* _REQUIREMENTS_: In the material, starting at the line containing "Practice. Place a marker on each instance of the low" and ending at the line containing "x=155 y=344", change "fog bank" to "mist layer". Return only those lines, with nothing else altered.

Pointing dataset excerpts
· · · ·
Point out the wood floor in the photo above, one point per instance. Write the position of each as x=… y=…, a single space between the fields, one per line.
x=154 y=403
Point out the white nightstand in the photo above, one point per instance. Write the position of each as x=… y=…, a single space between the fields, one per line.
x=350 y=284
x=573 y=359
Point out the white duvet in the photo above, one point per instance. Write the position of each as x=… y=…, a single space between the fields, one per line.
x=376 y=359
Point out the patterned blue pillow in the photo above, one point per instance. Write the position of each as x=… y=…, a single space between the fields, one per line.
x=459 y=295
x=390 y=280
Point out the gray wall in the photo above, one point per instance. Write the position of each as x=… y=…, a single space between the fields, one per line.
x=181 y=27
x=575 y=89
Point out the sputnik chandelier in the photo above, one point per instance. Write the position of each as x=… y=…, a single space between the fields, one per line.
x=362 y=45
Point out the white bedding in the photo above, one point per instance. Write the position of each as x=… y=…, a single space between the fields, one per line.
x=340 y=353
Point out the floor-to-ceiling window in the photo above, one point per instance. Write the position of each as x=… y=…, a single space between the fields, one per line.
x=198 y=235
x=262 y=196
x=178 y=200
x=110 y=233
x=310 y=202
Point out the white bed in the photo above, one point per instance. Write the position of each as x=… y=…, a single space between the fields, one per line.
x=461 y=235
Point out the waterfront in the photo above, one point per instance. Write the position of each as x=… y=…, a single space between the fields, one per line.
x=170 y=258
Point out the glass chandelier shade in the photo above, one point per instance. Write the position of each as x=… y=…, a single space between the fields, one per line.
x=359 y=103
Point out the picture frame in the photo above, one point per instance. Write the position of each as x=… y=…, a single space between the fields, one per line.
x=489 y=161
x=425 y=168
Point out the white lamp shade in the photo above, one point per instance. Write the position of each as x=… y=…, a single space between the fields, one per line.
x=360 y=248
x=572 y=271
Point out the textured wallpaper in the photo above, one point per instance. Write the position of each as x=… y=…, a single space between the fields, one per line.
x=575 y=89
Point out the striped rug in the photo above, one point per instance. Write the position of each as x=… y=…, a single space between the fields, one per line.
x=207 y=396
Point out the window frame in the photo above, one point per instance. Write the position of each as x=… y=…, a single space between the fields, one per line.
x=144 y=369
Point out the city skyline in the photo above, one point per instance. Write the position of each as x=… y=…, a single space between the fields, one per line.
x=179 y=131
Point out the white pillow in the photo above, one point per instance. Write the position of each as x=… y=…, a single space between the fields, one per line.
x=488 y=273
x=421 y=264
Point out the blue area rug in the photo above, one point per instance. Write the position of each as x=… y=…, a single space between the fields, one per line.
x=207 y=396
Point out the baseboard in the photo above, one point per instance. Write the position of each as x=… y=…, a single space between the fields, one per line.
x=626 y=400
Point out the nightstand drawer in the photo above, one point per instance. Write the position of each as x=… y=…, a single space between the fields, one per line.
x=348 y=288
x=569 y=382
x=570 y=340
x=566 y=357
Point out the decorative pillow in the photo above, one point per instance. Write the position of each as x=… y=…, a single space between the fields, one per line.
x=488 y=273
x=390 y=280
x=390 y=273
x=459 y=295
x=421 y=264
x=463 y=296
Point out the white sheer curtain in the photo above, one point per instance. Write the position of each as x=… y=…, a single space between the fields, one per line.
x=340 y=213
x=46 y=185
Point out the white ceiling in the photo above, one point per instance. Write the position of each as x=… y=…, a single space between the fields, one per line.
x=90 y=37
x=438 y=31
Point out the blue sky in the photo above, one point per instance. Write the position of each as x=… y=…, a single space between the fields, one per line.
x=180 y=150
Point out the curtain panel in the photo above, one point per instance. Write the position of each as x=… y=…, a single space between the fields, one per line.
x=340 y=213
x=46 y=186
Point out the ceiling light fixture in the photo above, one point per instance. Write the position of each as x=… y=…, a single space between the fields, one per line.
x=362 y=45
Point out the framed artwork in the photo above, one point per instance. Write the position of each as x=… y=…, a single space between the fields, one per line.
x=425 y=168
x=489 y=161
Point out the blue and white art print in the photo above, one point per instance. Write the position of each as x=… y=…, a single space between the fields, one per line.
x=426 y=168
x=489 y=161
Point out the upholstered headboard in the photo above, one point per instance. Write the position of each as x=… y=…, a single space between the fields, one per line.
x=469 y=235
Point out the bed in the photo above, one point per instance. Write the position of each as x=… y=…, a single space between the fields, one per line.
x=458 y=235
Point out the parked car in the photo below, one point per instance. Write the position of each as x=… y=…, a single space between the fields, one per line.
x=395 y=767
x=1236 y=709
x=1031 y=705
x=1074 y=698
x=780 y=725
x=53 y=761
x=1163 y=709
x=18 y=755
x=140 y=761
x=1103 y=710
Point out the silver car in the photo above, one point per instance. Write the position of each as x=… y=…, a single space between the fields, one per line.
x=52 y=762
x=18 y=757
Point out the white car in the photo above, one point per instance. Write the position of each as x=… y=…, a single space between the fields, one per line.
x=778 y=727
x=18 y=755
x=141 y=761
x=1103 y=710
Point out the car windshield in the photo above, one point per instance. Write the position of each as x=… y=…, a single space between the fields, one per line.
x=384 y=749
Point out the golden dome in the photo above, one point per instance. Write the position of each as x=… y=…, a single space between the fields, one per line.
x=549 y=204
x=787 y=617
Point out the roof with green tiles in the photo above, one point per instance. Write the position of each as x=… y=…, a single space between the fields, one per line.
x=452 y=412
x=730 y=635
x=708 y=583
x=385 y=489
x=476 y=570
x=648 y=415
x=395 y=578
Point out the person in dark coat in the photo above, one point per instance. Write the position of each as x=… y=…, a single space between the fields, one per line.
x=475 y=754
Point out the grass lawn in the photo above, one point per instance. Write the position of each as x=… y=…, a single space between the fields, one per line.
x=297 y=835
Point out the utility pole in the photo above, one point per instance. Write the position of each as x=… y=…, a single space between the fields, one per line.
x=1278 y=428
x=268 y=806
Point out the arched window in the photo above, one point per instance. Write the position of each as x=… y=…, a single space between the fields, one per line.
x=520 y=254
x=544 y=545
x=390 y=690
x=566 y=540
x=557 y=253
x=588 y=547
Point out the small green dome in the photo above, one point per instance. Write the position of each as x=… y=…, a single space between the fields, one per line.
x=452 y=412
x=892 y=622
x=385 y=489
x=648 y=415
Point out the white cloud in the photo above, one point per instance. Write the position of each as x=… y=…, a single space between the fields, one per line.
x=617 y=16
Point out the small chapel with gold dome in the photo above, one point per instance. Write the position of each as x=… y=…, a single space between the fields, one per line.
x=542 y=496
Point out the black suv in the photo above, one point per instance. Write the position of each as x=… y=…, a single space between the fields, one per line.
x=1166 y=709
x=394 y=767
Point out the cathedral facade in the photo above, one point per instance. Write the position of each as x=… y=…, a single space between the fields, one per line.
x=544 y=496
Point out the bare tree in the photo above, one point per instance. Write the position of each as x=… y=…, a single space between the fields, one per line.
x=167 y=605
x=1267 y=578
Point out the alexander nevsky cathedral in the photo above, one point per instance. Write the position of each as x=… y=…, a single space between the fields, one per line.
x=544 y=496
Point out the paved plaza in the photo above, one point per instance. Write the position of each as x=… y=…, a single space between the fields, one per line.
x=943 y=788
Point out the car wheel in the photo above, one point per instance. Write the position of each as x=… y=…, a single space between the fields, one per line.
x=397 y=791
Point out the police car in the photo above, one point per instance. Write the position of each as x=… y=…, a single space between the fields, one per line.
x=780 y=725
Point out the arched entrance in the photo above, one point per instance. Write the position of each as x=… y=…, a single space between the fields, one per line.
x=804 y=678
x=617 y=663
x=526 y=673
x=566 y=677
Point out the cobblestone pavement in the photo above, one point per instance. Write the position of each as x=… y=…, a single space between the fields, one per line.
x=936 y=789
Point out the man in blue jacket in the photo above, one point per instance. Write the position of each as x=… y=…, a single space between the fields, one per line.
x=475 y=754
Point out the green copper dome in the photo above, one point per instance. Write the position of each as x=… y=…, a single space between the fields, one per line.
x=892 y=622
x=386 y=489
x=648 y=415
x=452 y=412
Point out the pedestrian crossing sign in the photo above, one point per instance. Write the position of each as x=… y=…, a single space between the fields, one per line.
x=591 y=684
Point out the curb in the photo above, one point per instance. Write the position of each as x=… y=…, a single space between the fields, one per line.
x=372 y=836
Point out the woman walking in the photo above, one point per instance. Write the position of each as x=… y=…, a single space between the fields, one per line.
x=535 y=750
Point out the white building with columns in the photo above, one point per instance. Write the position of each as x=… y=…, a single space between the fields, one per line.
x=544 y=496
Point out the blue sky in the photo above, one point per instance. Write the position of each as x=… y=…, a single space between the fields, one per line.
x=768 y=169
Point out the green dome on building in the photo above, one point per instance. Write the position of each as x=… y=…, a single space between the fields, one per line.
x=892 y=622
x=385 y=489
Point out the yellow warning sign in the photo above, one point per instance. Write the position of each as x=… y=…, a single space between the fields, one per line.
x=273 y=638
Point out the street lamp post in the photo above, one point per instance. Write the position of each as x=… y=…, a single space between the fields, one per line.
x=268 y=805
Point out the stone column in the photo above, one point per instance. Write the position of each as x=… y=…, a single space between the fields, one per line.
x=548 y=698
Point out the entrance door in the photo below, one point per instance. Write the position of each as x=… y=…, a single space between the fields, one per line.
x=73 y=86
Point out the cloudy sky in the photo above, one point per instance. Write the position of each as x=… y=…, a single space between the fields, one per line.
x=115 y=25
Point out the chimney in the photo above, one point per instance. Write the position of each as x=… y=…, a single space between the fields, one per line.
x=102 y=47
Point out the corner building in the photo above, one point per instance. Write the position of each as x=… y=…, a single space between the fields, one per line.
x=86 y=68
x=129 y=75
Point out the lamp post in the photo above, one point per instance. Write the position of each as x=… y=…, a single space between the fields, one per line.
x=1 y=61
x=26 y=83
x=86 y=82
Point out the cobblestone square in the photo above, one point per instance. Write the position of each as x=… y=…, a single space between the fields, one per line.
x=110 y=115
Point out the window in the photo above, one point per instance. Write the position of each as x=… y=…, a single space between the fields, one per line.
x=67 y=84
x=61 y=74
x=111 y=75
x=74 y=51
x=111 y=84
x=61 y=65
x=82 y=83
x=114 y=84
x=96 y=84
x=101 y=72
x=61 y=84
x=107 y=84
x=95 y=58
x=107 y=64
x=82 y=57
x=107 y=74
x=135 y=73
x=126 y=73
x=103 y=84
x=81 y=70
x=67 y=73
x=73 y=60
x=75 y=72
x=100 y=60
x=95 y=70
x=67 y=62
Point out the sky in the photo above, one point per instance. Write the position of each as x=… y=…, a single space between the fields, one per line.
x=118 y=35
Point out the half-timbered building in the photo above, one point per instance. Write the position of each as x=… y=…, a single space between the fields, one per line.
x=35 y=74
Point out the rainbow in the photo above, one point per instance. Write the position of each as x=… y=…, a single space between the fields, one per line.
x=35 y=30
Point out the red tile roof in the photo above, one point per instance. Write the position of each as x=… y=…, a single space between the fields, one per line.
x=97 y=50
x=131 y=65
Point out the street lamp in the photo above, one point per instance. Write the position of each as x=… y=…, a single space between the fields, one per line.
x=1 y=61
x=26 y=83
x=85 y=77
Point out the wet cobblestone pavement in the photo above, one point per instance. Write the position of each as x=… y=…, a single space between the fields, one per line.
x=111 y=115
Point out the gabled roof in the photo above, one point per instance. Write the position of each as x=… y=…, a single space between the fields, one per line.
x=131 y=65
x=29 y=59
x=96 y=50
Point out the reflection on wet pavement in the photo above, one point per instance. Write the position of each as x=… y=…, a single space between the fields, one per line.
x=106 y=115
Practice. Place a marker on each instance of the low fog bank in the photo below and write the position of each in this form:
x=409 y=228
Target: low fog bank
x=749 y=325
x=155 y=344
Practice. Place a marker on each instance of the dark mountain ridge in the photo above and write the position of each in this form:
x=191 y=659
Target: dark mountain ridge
· · · ·
* _EXERCISE ANSWER_:
Practice. Place a marker on each instance of the low mist layer in the photo below and write the position of each in this form:
x=409 y=228
Target: low mist layer
x=749 y=325
x=155 y=344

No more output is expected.